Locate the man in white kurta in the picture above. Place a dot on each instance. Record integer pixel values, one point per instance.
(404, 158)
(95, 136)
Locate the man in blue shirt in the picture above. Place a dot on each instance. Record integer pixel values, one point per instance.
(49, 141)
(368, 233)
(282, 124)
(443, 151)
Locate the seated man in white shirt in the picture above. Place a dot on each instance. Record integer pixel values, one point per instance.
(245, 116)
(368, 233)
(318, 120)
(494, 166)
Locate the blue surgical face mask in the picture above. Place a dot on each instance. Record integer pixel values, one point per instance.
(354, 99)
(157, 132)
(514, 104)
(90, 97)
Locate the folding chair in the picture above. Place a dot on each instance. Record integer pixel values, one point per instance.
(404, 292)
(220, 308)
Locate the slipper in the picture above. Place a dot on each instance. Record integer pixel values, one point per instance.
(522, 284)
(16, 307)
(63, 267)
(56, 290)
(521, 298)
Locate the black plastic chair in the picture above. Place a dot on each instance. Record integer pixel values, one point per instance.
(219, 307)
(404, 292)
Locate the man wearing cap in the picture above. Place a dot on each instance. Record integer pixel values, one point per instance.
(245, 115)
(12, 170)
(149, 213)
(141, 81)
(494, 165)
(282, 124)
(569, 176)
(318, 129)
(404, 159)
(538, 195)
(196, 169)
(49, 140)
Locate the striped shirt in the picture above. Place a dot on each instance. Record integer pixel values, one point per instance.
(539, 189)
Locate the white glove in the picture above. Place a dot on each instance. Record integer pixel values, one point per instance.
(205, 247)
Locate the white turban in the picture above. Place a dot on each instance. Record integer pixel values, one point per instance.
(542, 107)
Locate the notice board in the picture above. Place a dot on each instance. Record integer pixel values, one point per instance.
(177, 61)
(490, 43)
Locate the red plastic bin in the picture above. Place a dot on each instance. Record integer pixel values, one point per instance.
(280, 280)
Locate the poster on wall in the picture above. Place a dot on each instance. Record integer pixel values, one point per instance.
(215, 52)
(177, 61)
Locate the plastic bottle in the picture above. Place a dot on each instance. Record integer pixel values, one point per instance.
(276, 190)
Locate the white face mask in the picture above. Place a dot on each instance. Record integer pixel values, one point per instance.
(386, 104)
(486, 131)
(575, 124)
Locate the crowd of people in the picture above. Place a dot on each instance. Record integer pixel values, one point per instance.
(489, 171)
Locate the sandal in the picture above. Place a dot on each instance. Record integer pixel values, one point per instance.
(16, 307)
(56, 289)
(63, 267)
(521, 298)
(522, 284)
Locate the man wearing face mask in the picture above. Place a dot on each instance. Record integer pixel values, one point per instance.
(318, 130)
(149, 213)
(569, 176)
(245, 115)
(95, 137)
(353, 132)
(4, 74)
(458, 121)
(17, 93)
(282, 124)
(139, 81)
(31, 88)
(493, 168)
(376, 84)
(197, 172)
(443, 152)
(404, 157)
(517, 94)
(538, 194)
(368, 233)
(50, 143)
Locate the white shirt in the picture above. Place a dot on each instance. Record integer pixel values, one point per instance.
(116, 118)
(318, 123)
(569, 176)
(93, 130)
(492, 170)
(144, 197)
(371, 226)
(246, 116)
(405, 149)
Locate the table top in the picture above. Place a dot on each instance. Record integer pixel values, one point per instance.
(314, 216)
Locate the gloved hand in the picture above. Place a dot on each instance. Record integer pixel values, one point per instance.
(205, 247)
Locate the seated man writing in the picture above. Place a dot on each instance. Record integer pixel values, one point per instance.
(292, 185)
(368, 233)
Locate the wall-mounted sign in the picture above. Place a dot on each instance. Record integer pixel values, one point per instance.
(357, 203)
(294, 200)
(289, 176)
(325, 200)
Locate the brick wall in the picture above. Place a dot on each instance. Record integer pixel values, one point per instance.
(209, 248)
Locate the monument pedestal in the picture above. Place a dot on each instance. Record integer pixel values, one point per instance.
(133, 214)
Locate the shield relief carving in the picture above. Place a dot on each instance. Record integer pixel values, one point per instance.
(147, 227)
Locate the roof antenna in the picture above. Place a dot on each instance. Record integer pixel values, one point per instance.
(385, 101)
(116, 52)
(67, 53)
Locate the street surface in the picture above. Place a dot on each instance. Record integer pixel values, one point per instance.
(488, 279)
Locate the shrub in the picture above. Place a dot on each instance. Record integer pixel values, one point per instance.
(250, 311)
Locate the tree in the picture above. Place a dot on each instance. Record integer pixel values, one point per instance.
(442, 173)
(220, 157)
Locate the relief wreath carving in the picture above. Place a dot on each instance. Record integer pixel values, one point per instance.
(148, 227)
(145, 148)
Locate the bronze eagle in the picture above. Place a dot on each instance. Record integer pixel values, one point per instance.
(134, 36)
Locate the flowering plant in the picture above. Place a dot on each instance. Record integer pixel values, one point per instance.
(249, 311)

* * * * * * *

> [WORK REQUEST]: Nothing should be returned except the lines from the one holding "Locate the flowering" through the final line of the listing, exactly as they appear.

> [RESULT]:
Locate the flowering plant in the picture above. Place a dot on each instance. Record integer pixel values, one point per instance.
(249, 311)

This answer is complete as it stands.